===== Document =====
Le bilan judiciaire du tribunal pourrait s’arrêter aux trois condamnés
La Cour suprême des CETC a tranché en août dernier en faveur de la fin des poursuites contre Ao An. « Il n’y avait pas d’accord après treize ans d’enquête sur le fait qu’Ao An relevait de la compétence des CETC », a-t-elle déclaré dans un communiqué. Il est donc probable que le même sort soit réservé à Yim Tith, et que le bilan judiciaire du tribunal s’arrête donc aux trois condamnés des premiers dossiers.
Dans cette cour hybride, les juges cambodgiens et internationaux ont toujours été divisés quant à la suite des poursuites. Leurs décisions devaient être prises à la majorité des 4/5, qu’ils n’ont jamais obtenue. L’accord initial des CETC, arraché après d’âpres négociations entre l’ONU et le premier ministre Hun Sen, prévoyait que seuls les « hauts dirigeants » du Kampuchea démocratique et « les plus responsables » soient traduits en justice.
Hun Sen, lui-même un ancien Khmer rouge ayant fait défection, s’est toujours montré réticent au tribunal. « Nous devrions creuser un trou pour y enterrer le passé et regarder l’avenir avec une ardoise vierge », avait-il déclaré en 1998.
=====
Consigne: Rédigez la suite du texte sur le tribunal des CETC, à partir de sa dernière phrase.
===== Entrées =====
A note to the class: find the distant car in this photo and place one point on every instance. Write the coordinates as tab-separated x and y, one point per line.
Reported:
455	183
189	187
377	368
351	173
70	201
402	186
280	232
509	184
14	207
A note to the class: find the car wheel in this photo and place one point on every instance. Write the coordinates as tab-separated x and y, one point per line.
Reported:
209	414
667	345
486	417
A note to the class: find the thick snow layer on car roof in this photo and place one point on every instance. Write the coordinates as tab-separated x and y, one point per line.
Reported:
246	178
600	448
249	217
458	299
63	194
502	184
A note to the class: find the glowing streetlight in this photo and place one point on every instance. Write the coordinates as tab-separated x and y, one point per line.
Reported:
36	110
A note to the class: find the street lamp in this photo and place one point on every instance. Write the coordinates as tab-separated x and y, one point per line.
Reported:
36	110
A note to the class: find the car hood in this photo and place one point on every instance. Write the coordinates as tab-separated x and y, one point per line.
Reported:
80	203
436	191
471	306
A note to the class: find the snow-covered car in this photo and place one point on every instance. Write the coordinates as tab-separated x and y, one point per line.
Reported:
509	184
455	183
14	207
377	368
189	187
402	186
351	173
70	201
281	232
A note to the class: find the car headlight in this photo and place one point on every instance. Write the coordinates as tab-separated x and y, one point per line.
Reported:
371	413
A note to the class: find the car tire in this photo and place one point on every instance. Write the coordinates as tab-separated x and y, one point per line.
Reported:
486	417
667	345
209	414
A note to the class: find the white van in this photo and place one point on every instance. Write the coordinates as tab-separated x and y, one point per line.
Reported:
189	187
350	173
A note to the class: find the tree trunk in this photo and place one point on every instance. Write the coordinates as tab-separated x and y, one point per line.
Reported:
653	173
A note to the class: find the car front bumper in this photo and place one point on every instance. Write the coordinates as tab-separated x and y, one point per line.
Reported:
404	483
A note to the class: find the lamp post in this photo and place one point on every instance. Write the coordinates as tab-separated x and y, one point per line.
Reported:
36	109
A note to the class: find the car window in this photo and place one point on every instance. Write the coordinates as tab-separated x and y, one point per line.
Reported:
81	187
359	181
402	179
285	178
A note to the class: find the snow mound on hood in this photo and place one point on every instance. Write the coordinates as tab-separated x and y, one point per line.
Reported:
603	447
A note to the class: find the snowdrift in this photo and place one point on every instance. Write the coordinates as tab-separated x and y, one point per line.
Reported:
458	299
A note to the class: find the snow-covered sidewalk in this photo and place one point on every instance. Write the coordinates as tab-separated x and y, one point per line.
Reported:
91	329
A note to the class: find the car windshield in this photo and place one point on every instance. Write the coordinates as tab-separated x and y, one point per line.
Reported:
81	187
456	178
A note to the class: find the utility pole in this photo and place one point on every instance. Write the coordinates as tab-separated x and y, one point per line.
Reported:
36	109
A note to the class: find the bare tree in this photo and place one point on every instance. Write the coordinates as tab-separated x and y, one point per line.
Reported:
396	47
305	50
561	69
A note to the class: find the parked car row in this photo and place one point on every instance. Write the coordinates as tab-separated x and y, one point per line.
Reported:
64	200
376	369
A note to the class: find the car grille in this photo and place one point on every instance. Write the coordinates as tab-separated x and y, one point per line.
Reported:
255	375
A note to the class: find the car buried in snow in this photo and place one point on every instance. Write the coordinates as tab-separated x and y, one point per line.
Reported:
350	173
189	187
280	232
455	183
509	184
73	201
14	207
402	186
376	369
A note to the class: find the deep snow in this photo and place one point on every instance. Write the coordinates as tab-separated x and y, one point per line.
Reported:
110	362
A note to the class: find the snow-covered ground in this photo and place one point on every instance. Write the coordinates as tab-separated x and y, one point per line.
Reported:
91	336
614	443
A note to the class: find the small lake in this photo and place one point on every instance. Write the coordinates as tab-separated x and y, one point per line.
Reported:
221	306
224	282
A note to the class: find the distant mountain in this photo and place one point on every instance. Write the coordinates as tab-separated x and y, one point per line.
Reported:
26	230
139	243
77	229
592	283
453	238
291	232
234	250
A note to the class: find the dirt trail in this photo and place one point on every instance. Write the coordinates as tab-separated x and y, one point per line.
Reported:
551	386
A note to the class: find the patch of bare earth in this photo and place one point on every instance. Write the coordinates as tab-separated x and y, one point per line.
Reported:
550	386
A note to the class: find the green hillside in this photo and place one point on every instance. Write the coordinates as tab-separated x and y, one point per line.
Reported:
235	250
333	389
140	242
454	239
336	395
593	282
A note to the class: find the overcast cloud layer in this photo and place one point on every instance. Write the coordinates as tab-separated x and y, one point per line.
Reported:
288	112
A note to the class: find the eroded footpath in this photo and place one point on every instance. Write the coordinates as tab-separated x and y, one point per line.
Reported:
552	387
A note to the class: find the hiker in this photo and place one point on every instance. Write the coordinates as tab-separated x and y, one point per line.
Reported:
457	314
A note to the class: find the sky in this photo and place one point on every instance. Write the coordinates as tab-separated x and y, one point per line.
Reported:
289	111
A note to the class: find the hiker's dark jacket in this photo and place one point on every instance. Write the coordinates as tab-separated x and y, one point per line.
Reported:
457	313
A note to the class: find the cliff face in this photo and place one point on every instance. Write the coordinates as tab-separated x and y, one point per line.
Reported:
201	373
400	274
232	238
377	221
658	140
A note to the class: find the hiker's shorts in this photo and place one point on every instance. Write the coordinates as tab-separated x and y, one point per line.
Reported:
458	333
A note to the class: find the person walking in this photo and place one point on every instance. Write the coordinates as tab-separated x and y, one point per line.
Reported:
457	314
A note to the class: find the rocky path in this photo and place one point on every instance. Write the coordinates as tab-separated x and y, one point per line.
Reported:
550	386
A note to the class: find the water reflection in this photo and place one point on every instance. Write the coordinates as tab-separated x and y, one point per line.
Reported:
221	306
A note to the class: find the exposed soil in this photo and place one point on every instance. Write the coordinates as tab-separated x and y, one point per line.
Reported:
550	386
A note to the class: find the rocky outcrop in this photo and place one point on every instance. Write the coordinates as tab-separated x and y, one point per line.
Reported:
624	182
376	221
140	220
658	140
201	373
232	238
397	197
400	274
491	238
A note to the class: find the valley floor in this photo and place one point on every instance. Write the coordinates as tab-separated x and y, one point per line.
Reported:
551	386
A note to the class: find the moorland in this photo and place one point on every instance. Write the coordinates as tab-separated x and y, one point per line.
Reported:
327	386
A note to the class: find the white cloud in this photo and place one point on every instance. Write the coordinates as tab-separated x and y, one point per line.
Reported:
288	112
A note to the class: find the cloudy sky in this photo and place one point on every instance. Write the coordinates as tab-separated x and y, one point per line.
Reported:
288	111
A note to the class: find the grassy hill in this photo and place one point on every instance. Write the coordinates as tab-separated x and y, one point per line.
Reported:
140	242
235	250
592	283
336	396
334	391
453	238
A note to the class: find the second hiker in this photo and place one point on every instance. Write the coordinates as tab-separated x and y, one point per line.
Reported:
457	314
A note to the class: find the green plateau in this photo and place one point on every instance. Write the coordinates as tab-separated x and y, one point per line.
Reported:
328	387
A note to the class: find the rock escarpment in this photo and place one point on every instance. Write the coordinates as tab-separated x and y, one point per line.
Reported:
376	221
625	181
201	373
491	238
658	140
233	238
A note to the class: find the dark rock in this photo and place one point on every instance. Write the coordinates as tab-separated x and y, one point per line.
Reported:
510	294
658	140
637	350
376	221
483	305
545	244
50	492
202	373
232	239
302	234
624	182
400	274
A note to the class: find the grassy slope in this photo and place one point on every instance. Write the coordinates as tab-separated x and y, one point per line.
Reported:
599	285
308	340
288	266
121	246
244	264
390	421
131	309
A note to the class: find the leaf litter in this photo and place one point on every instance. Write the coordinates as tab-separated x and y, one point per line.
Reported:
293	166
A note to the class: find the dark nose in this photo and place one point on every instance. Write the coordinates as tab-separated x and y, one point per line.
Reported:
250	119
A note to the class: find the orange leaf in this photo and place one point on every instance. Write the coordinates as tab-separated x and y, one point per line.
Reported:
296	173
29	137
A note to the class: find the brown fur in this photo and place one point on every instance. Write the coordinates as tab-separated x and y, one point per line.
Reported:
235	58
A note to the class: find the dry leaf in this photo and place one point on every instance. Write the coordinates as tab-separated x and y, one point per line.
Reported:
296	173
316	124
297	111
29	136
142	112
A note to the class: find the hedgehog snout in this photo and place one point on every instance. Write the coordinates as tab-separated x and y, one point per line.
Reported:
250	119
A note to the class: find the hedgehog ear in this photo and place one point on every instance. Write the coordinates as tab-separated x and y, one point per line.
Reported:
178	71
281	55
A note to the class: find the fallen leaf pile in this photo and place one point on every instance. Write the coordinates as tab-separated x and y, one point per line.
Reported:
=====
Corrigé:
Ce tribunal a coûté près de 350 millions d’euros
« L’indépendance judiciaire n’a pas été garantie, c’était le gouvernement et non les autorités judiciaires qui semblaient décider si les accusés remplissaient les critères pour être jugés ou non », explique Heather Ryan, de l’ONG Open Society Justice Initiative, qui a publiquement demandé à l’ONU de se retirer des procédures en avril dernier.
« Continuer à consacrer des ressources à ces affaires est un gaspillage et affaiblit encore la crédibilité de la cour », ajoute-t-elle. L’ardoise du tribunal financé en partie par des donateurs internationaux s’élève à près de 350 millions d’euros.
« Les procès étaient trop longs et cela a généré beaucoup de frustrations du côté des victimes, déclare Youk Chhang, le directeur du centre de documentation DC-Cam qui a mis à disposition du tribunal l’ensemble des preuves collectées. Mais le tribunal a eu le mérite d’exister : il nous a confrontés au passé et a créé une nouvelle culture du débat. Oublier est un crime, se souvenir est une forme de justice. »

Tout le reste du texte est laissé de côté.